▶ Problem to solve:
Render the records below as a Markdown table with two columns, No. and Text. Put one line per row, number the rows in order, and skip any blank lines.

▶ Data in this exercise:
_ _ _ _

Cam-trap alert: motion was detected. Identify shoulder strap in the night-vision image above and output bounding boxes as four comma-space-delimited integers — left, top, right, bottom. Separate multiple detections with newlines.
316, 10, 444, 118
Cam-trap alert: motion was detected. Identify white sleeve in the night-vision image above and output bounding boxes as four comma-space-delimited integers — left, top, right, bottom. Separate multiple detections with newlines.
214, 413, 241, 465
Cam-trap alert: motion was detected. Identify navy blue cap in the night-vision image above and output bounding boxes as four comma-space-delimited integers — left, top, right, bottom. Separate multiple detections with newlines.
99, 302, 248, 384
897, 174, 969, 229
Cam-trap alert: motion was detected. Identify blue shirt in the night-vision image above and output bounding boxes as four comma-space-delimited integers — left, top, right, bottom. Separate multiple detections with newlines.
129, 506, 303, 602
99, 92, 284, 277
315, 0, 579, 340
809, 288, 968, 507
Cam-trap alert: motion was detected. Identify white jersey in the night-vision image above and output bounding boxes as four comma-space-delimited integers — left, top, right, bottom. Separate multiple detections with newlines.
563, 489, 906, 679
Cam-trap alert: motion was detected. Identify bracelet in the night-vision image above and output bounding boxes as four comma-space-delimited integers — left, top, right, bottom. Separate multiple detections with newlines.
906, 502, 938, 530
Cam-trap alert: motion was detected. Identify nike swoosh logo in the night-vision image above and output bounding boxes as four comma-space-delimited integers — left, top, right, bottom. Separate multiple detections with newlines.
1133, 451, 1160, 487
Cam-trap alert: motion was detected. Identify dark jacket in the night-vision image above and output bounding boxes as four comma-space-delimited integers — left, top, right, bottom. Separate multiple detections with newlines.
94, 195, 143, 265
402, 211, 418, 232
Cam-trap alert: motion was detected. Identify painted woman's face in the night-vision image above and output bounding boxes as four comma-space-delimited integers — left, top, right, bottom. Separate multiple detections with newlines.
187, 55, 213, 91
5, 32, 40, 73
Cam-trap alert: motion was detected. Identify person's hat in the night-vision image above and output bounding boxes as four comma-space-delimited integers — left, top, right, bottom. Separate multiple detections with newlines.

_ _ _ _

▶ Correct output:
| No. | Text |
|---|---|
| 1 | Cam-trap alert: motion was detected. Identify shoulder strap in the night-vision image above and output bounding boxes as four comma-space-delimited integers — left, top, right, bottom. Separate multiple detections with newlines. |
| 2 | 316, 10, 444, 118 |
| 3 | Cam-trap alert: motion was detected. Identify white sleeve in the night-vision image above and output bounding boxes as four comma-space-delimited integers — left, top, right, bottom. Separate multiple detections with newlines. |
| 4 | 214, 413, 241, 465 |
| 5 | Cam-trap alert: motion was detected. Identify navy blue cap in the night-vision image above and output bounding boxes as four comma-space-delimited integers — left, top, right, bottom. Separate multiple detections with newlines. |
| 6 | 99, 302, 248, 384 |
| 7 | 897, 174, 969, 229 |
| 8 | Cam-trap alert: motion was detected. Identify blue shirt in the night-vision image above and output bounding boxes as four comma-space-delimited integers — left, top, right, bottom. Separate multiple detections with newlines. |
| 9 | 129, 506, 303, 602 |
| 10 | 99, 92, 284, 277 |
| 11 | 315, 0, 579, 340 |
| 12 | 809, 288, 968, 507 |
| 13 | Cam-trap alert: motion was detected. Identify white jersey in the night-vision image above and output bounding boxes as four comma-space-delimited integers — left, top, right, bottom. Separate multiple detections with newlines. |
| 14 | 563, 489, 906, 679 |
| 15 | Cam-trap alert: motion was detected. Identify bracelet in the night-vision image above and output bounding boxes as four comma-space-delimited integers — left, top, right, bottom. Separate multiple detections with newlines. |
| 16 | 906, 502, 938, 530 |
| 17 | Cam-trap alert: motion was detected. Identify nike swoosh logo in the night-vision image above and output bounding boxes as four comma-space-delimited integers — left, top, right, bottom. Separate multiple detections with newlines. |
| 18 | 1133, 451, 1160, 487 |
| 19 | Cam-trap alert: motion was detected. Identify dark jacket in the night-vision image above and output bounding boxes as four comma-space-delimited integers — left, top, right, bottom. Separate multiple detections with newlines. |
| 20 | 94, 195, 143, 265 |
| 21 | 402, 211, 418, 232 |
| 22 | Cam-trap alert: motion was detected. Identify painted woman's face in the night-vision image above and output bounding boxes as four comma-space-delimited integers — left, top, right, bottom. Separate multiple detections with newlines. |
| 23 | 187, 55, 213, 91 |
| 24 | 5, 32, 40, 73 |
| 25 | Cam-trap alert: motion was detected. Identify person's hat in the night-vision image above and output bounding boxes as four comma-space-delimited integers — left, top, right, bottom. Separate multiple detections with newlines. |